*WORK TO COMPLETE:* Word for word, restate every line of the listing that follows.

*RECORDS SUPPLIED:*
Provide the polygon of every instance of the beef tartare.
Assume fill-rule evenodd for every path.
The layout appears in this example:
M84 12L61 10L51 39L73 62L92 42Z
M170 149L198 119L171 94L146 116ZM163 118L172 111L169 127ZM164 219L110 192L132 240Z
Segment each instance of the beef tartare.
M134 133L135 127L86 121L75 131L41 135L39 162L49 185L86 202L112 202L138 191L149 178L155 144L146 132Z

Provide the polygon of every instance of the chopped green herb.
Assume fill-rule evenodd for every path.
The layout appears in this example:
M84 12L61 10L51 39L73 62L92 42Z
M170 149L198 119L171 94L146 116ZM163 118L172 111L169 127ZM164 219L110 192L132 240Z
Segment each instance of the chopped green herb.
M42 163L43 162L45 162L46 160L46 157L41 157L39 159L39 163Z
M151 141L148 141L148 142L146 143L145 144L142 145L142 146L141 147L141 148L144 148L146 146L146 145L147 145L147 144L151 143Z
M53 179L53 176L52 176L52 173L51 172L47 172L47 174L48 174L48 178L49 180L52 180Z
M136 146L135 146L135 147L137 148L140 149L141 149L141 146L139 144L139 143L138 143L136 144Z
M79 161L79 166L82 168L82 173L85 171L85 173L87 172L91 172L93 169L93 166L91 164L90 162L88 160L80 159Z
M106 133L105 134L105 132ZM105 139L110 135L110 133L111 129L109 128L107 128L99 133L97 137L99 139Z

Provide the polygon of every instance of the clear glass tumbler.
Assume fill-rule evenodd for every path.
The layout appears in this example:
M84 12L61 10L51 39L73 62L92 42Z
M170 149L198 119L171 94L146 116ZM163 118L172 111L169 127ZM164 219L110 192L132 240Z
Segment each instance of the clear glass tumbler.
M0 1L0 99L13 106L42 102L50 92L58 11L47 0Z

*THE RESULT:*
Provide the polygon of every instance of the beef tartare.
Assume fill-rule evenodd for every path.
The layout appears in this example:
M84 12L61 10L51 39L73 62L92 42Z
M170 149L198 119L171 94L146 116ZM163 118L172 111L169 127ZM164 219L110 192L132 240Z
Segment each instance of the beef tartare.
M134 133L135 127L86 121L75 131L41 135L39 162L49 185L86 202L112 202L138 191L149 178L155 144L146 132Z

Provide the polygon of every instance of the chopped green herb.
Assume fill-rule evenodd for every path.
The layout appears in this example:
M84 12L61 10L51 39L73 62L92 42Z
M170 149L198 119L171 94L146 116ZM163 118L172 111L169 127ZM164 219L110 192L132 240Z
Segment each instance of the chopped green herb.
M42 163L43 162L45 162L46 160L46 157L41 157L39 159L39 163Z
M151 141L148 141L148 142L146 143L145 144L142 145L142 146L141 147L141 148L144 148L146 146L146 145L147 145L147 144L151 143Z
M53 179L53 176L52 176L52 173L51 172L47 172L47 174L48 174L48 178L49 180L52 180Z
M136 146L135 146L135 147L137 148L140 149L141 149L141 146L139 144L139 143L138 143L136 144Z
M79 161L79 166L82 168L82 173L85 171L85 173L87 172L91 172L93 169L93 166L91 164L90 162L88 160L80 159Z
M106 133L105 134L105 132ZM105 139L110 135L110 133L111 129L109 128L107 128L99 133L97 137L99 139Z

Provide the polygon of every instance of the clear glass tumbler.
Assume fill-rule evenodd for every path.
The layout appears in this example:
M84 12L61 10L51 39L73 62L92 42Z
M170 149L198 119L171 94L146 116ZM163 118L172 111L169 127ZM164 219L110 192L132 240Z
Segment each instance of the clear glass tumbler.
M0 1L0 99L13 106L42 102L50 92L58 11L47 0Z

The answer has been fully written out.